• WRITTEN EXERCISE: Output the records exactly. Include every line.

• ENTRIES:
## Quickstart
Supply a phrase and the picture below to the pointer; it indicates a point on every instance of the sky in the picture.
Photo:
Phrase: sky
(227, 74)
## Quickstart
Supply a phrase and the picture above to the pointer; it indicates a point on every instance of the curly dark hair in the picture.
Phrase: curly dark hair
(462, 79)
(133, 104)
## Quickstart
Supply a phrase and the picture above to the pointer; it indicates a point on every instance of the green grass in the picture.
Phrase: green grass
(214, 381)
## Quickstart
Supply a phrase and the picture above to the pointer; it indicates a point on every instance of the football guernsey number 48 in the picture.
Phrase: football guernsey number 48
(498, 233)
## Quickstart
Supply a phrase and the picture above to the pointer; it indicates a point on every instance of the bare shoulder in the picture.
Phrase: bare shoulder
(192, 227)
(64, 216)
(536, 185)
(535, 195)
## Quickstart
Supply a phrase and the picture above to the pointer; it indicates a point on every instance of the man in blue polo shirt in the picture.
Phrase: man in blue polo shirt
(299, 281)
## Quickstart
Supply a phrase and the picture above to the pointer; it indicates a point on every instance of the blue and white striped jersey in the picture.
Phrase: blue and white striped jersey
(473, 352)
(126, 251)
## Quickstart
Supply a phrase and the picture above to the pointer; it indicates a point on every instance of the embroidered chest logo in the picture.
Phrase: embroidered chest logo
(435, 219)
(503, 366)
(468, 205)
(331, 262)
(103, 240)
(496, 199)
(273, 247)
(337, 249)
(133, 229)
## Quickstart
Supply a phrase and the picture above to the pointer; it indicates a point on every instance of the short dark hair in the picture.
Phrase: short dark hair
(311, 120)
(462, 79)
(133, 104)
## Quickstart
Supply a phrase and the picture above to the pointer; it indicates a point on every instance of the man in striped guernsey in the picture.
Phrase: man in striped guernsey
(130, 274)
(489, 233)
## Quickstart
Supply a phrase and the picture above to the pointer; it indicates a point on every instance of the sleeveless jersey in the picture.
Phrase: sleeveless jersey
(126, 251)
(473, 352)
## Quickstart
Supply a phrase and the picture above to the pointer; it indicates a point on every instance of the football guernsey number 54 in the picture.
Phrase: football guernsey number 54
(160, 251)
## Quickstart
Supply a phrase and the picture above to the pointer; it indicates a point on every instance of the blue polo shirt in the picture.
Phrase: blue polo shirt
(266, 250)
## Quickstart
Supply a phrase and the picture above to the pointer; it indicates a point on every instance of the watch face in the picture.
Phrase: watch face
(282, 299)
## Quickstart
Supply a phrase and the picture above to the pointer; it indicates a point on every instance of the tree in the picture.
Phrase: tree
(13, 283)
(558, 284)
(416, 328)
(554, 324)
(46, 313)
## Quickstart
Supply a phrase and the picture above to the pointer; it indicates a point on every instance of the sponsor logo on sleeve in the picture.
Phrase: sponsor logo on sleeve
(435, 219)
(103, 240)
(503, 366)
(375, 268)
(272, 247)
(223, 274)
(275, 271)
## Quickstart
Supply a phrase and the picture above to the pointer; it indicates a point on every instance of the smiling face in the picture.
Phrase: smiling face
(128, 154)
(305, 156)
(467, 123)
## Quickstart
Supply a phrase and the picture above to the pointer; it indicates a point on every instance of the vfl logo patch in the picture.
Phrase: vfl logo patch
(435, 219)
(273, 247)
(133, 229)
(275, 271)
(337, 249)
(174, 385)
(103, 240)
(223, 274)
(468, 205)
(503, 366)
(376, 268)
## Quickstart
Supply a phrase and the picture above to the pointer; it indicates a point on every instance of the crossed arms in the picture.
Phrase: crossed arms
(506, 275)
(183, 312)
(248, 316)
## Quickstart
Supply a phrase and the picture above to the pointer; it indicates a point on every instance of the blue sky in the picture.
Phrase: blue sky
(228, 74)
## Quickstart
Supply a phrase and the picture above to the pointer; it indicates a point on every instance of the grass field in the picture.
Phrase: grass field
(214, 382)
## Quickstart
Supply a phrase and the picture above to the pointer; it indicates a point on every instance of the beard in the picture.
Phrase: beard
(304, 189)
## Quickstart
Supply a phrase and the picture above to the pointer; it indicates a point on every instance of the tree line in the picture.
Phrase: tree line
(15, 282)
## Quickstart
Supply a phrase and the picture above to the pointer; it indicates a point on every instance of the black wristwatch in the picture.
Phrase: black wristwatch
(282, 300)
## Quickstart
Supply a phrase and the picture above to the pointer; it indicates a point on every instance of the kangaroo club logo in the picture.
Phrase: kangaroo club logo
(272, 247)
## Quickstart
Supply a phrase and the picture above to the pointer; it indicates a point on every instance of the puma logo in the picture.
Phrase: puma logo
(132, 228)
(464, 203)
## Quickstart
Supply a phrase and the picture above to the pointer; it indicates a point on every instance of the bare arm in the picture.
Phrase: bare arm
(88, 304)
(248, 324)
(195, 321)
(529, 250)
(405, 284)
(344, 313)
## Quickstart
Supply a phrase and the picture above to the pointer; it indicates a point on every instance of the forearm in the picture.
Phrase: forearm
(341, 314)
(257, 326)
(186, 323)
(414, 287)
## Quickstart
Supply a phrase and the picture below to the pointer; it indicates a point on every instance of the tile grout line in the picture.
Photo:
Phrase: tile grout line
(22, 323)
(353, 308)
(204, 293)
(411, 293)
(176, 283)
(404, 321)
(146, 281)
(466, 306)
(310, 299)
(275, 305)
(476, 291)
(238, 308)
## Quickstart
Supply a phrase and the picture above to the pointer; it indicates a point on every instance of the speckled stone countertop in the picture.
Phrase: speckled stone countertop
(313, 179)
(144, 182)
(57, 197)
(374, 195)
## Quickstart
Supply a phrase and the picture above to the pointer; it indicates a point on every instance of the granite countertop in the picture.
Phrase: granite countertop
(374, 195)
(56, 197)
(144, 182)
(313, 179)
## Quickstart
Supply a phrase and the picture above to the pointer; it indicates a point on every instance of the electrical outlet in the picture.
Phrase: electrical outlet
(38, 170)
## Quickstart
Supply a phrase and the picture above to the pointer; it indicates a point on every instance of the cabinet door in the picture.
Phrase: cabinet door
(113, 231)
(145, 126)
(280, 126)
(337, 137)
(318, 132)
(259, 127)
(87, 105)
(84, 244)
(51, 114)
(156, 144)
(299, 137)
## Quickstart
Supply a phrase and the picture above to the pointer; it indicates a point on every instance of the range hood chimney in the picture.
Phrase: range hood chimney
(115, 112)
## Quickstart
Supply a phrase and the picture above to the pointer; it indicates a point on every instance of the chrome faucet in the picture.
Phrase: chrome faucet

• ANSWER TO THIS TASK:
## Quickstart
Supply a phrase and the picture below to the pointer; it indicates a point on every instance of the sky in the picture.
Photo:
Phrase: sky
(227, 74)
## Quickstart
Supply a phrase and the picture above to the pointer; it indicates a point on every instance of the curly dark hair in the picture.
Phrase: curly dark hair
(462, 79)
(133, 104)
## Quickstart
Supply a phrase and the picture above to the pointer; it indicates a point on every instance of the green grass in the picture.
Phrase: green grass
(214, 381)
## Quickstart
Supply a phrase and the picture above to the pointer; it indicates a point on every instance of the football guernsey number 48 in the picture.
Phrase: football guernsey number 48
(498, 233)
## Quickstart
Supply a phrase and the picture above to the pointer; it indicates a point on every instance of the bare shoulder in the picture.
Phrase: bare shoulder
(192, 227)
(64, 216)
(536, 185)
(535, 195)
## Quickstart
Supply a phrase and the picture above to the pointer; it indicates a point on every instance of the man in blue polo shirt in the picture.
Phrase: man in blue polo shirt
(299, 281)
## Quickstart
Supply a phrase and the picture above to the pointer; it indicates a point on every instance of the blue and white striped jersey in the picture.
Phrase: blue and white striped jersey
(473, 352)
(126, 251)
## Quickstart
Supply a phrase and the picture above to the pointer; it indicates a point on every instance of the embroidered chest logo in the picture.
Phrase: embroidered chest logo
(435, 219)
(503, 366)
(468, 205)
(331, 262)
(103, 240)
(496, 199)
(273, 247)
(337, 249)
(133, 229)
## Quickstart
Supply a phrase and the picture above to the pointer; it indicates a point on every instance of the short dark hair in the picture.
Phrase: short dark hair
(311, 120)
(462, 79)
(133, 104)
## Quickstart
Supply a phrase and the picture above to the pointer; it indicates a point on every instance of the man in striped guernsey in the picture.
Phrase: man in striped guernsey
(130, 274)
(489, 233)
## Quickstart
Supply a phrase and the picture above to the pointer; it indicates a point on every instance of the sleeveless jersey in the picture.
Phrase: sleeveless jersey
(126, 251)
(473, 352)
## Quickstart
Supply a phrase and the picture above to the pointer; it indicates a point on every instance of the football guernsey number 54 in the picture.
Phrase: football guernsey number 54
(160, 251)
## Quickstart
Supply a phrase and the picture above to the pointer; it indicates a point on every instance of the blue polo shirt in the picture.
Phrase: blue polo shirt
(266, 250)
## Quickstart
Supply a phrase and the picture above to the pointer; it indicates a point on every instance of the watch face in the picture.
Phrase: watch face
(282, 299)
## Quickstart
Supply a phrase and the picture above to the pointer; it indicates a point on every instance of the tree in the picture.
Phrase: tree
(13, 283)
(558, 284)
(416, 328)
(554, 324)
(46, 313)
## Quickstart
Supply a phrase and the picture above to the pointer; it indicates a point on every instance of the sponsor logo on sleeve in the picture.
Phrase: sponsor logo on sleeve
(435, 219)
(103, 240)
(503, 366)
(375, 268)
(272, 247)
(223, 274)
(275, 271)
## Quickstart
Supply a phrase and the picture above to the pointer; it indicates a point on every instance of the smiling face in the picture.
Phrase: smiling face
(128, 154)
(305, 156)
(467, 123)
## Quickstart
Supply a phrase and the picture above to the pointer; it indicates a point on every instance of the vfl logo patch in the picture.
Phrase: vfl logo patch
(435, 219)
(273, 247)
(133, 229)
(275, 271)
(337, 249)
(174, 385)
(103, 240)
(223, 274)
(468, 205)
(503, 366)
(376, 268)
## Quickstart
Supply a phrase and the picture above to the pointer; it indicates a point on every instance of the crossed arms in the picture.
Phrase: crossed arms
(506, 275)
(183, 312)
(248, 316)
## Quickstart
Supply a phrase and the picture above to the pointer; it indicates a point on every instance of the blue sky in the picture.
Phrase: blue sky
(228, 74)
## Quickstart
Supply a phrase and the picture above to the pointer; it indicates a point on every instance of the grass field in the picture.
Phrase: grass field
(214, 382)
## Quickstart
Supply a phrase and the picture above to the pointer; it indicates a point on every instance of the beard in the picture.
Phrase: beard
(304, 189)
## Quickstart
Supply a phrase and the picture above to the pointer; it indicates a point on every instance of the tree line in the picture.
Phrase: tree line
(15, 282)
## Quickstart
Supply a phrase and the picture above to the pointer; it indicates a point on every instance of the black wristwatch in the picture.
Phrase: black wristwatch
(282, 300)
## Quickstart
Supply a phrase and the picture above to the pointer; it indicates a point on every instance of the kangaroo club logo in the picture.
Phrase: kangaroo club logo
(272, 247)
## Quickstart
Supply a phrase and the picture above to the pointer; it indicates a point on every instance of the puma logo in the picture.
Phrase: puma logo
(132, 228)
(464, 203)
## Quickstart
Supply a phrase and the picture above to the pointer; it indicates a point on every instance of the bare arm in the picture.
Phrase: bare arm
(88, 304)
(248, 324)
(195, 321)
(529, 250)
(405, 284)
(344, 313)
## Quickstart
Supply a phrase and the picture above to the pointer; it indicates a point on every instance of the forearm in the picture.
Phrase: forearm
(341, 314)
(257, 326)
(186, 323)
(414, 287)
## Quickstart
Supply a phrase and the picture below to the pointer; it indicates a point on every instance of the tile grout line in the picture.
Photo:
Phrase: tile grout line
(22, 323)
(353, 308)
(204, 293)
(411, 293)
(176, 283)
(404, 321)
(146, 281)
(466, 306)
(310, 299)
(275, 305)
(476, 291)
(238, 308)
## Quickstart
Supply a phrase and the picture above to the pointer; it indicates a point on every instance of the speckled stone countertop in the picture.
Phrase: speckled stone countertop
(313, 179)
(144, 182)
(57, 197)
(374, 195)
## Quickstart
Supply a phrase and the picture above to the pointer; it indicates a point on every instance of the granite countertop in the picture.
Phrase: granite countertop
(374, 195)
(56, 197)
(144, 182)
(313, 179)
## Quickstart
Supply a phrase and the picture above to the pointer; it indicates a point on every instance of the electrical outlet in the picture.
Phrase: electrical outlet
(38, 170)
## Quickstart
Supply a phrase and the picture above to the pointer; it indicates a point on every instance of the cabinet door in the picture.
Phrase: cabinet door
(113, 231)
(145, 126)
(280, 126)
(337, 137)
(318, 132)
(259, 127)
(87, 105)
(84, 244)
(51, 114)
(156, 144)
(299, 137)
## Quickstart
Supply a phrase and the picture above to the pointer; it indicates a point on every instance of the range hood chimney in the picture.
Phrase: range hood chimney
(115, 112)
## Quickstart
Supply a phrase and the picture above to the pointer; it indicates a point on every instance of the chrome faucet in the picture.
Phrase: chrome faucet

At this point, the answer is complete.